Page text
[Start of section]
Spinoff is NASA's annual publication featuring successfully commercialized NASA technology. This commercialization has contributed to the development of products and services in the fields of health and medicine, consumer goods, transportation, public safety, computer technology, and environmental resources.
NASA works hard to search out surprising discoveries but it works equally hard to avoid unpleasant ones related to the safety of its astronauts. NASA has identified approximately 30 risks to humans in space, from increased radiation, to decompression sickness, to interpersonal conflict between crewmembers. All of these risks are being studied carefully, explained Craig Kundrot, division director for Space Life and Physical Sciences Research and Applications.
But even with this detailed roadmap of risks, there are still unknowns. “When we went from two-week shuttle missions to six-month space station missions, that was a twelvefold increase in duration. All of a sudden we started seeing these vision problems,” he recalled. “That caught us by surprise.” Although NASA is still working to fully understand the details of those vision changes, researchers believe they are related to changes in blood flow in microgravity, which is something that has been studied for many years.
[End of section]
Material provided
[Start of section]
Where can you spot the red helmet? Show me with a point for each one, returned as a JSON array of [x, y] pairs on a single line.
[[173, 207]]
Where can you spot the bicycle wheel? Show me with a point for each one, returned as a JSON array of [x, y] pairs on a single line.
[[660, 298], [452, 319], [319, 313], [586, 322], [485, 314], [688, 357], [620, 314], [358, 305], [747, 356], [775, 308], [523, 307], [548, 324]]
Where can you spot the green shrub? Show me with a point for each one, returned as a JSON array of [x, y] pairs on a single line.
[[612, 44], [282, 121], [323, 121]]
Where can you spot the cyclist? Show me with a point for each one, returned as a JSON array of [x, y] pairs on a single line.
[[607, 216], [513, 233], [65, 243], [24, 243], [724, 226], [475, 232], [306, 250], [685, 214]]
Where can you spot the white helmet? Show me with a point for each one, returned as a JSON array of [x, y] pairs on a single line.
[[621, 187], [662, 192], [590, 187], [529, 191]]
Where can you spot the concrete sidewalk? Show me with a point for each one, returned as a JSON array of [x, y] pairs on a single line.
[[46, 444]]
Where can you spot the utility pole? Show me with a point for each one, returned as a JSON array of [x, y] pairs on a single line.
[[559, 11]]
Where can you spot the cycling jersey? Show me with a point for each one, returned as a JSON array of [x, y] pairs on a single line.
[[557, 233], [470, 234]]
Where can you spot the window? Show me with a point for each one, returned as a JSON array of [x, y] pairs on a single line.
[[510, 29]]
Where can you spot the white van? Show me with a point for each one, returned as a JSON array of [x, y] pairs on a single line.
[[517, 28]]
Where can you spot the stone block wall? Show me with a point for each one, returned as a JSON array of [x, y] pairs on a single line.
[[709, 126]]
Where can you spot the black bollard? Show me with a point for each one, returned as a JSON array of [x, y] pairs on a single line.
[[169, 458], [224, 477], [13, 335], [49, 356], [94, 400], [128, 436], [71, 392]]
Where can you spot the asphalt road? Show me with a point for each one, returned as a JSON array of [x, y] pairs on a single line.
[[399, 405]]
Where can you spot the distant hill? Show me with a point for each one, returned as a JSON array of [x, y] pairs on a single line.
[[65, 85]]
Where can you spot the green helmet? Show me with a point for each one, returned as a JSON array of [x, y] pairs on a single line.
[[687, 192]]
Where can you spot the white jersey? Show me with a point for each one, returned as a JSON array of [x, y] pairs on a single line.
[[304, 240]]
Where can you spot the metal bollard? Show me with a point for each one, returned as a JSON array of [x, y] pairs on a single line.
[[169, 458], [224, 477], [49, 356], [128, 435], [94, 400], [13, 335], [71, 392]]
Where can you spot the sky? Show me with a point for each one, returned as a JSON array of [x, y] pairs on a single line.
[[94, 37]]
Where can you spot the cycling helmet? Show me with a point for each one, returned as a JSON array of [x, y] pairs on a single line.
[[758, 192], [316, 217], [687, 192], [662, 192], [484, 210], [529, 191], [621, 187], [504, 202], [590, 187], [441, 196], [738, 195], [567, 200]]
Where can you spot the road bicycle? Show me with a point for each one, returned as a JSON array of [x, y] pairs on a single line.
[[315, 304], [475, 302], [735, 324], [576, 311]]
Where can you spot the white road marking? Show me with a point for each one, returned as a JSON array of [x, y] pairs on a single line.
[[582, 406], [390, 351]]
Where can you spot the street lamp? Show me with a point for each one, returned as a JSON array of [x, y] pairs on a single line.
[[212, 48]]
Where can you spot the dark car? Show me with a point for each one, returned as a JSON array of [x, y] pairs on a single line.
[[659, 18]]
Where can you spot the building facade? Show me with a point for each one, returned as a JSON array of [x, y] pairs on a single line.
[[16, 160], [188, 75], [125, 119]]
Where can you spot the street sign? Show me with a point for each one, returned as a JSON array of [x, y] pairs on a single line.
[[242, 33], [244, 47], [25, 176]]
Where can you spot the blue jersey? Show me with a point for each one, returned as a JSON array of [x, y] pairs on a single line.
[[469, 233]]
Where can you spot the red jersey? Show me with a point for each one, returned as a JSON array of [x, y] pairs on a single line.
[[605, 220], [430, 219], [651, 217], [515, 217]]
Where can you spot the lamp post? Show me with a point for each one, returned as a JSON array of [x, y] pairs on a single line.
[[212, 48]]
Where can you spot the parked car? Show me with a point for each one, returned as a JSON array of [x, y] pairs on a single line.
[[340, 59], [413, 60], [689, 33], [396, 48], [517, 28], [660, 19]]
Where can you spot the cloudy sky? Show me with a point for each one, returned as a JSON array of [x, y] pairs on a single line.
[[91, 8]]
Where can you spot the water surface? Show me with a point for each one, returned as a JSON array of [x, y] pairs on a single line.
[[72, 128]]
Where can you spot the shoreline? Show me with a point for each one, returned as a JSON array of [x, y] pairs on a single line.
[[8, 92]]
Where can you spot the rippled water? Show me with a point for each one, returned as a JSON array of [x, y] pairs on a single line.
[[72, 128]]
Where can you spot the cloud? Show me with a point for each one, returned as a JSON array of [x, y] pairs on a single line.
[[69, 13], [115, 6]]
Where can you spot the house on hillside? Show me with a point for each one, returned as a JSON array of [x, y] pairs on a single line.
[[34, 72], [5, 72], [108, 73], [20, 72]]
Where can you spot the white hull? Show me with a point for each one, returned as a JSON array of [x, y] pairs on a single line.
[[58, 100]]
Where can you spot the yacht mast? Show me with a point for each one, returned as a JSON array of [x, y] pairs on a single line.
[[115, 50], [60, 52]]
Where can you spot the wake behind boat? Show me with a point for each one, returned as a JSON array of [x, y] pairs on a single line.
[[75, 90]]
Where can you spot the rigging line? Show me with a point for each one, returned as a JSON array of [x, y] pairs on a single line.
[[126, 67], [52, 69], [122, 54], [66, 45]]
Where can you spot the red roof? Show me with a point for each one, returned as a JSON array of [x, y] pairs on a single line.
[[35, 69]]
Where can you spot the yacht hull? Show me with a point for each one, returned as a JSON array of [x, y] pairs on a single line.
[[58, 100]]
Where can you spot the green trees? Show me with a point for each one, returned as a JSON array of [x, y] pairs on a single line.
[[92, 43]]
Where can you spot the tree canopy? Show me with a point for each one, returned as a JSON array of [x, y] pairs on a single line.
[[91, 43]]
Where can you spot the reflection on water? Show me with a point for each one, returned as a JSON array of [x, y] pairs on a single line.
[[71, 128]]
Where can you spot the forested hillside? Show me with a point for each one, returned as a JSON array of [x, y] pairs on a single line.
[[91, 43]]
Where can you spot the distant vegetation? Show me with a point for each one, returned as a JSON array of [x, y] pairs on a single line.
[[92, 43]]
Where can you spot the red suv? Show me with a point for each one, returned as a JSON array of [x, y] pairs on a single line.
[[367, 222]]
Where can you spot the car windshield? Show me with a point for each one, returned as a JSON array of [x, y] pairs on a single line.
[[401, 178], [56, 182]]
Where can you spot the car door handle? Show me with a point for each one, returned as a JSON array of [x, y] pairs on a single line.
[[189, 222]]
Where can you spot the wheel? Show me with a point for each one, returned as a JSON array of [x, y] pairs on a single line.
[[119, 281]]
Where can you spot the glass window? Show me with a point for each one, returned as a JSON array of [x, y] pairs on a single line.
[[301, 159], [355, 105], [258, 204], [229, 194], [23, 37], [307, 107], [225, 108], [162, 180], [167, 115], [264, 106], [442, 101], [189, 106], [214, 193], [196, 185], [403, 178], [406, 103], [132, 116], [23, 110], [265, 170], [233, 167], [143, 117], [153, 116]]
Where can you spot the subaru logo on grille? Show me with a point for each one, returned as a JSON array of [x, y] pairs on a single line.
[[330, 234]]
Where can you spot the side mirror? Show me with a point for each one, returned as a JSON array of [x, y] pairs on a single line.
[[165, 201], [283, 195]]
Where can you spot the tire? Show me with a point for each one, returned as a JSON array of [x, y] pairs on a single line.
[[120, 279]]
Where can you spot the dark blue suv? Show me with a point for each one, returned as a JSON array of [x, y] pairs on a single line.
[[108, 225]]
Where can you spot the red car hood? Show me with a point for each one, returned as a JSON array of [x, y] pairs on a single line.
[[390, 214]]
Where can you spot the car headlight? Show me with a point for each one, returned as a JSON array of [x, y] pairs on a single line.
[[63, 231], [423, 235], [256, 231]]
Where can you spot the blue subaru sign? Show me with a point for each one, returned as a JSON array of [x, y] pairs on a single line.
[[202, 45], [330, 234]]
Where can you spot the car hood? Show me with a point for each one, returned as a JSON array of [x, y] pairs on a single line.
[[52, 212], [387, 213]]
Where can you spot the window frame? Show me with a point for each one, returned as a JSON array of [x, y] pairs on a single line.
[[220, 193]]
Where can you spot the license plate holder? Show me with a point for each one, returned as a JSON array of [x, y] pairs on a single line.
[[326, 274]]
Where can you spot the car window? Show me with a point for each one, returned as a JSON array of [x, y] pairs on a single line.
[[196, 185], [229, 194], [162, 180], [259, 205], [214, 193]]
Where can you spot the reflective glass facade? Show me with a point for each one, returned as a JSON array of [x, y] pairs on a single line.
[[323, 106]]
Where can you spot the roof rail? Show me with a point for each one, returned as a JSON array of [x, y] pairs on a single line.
[End of section]
What to do
1. Answer these questions using the NASA passage:
(a) About how many risks to humans in space has NASA identified?
(b) What position does Craig Kundrot hold?
(c) What increase in duration came with the move from shuttle missions to space station missions?
2. Carry on the NASA passage from its last sentence.
None of the records are required for the work here.

Task results
1.
(a) Approximately 30.
(b) Division director for Space Life and Physical Sciences Research and Applications.
(c) A twelvefold increase, from two-week shuttle missions to six-month space station missions.

2.
Ron Midura of the Cleveland Clinic's Lerner Research Institute received funding through Ames Research Center to study the hypothesis that vascular remodeling precedes and impacts muscle and bone loss. Midura's project started with a ground-based model — studying the hind legs of rats kept elevated to mimic the decreased blood flow seen in microgravity. He was presented with an opportunity to incorporate tissue samples from mice that had flown on the final mission of the Space Shuttle Program that he could then compare with his ground-based samples. A crucial part of getting useful data was being able to count the number of blood vessels in the tissue sample and make careful measurements of the thickness and shapes of the vessels.
Interpreting the images can be difficult, as is measuring the vessels. “Any manual accounting, even by highly trained technicians, would have been subjective and led to unnecessary variability,” Midura noted.
Instead, Midura turned to computer analysis to find the stained blood vessels and, knowing the spatial size of the pixels in the images, calculate their number, size, thickness, and other attributes. To get the analysis Midura needed, he turned to a software program created by ImageIQ that was originally spun out from the Cleveland Clinic but has since been acquired by Philadelphia-based ERT.
ImageIQ's software library was developed to analyze 2D and 3D images for research but the specific type of analysis Midura was looking for required some innovation. According to Amit Vasanji, cofounder of ImageIQ and now chief technology officer of imaging at ERT, the company custom-developed an algorithm that segmented each image into five different regions and then used further analysis to detect two different stains within each region. It also created a filter that helped the computer better differentiate between the stained blood vessel and the surrounding tissue. The program is able to identify structures and edges in a way that might not even be visible to a human eye and it can make extremely accurate measurements across the whole image.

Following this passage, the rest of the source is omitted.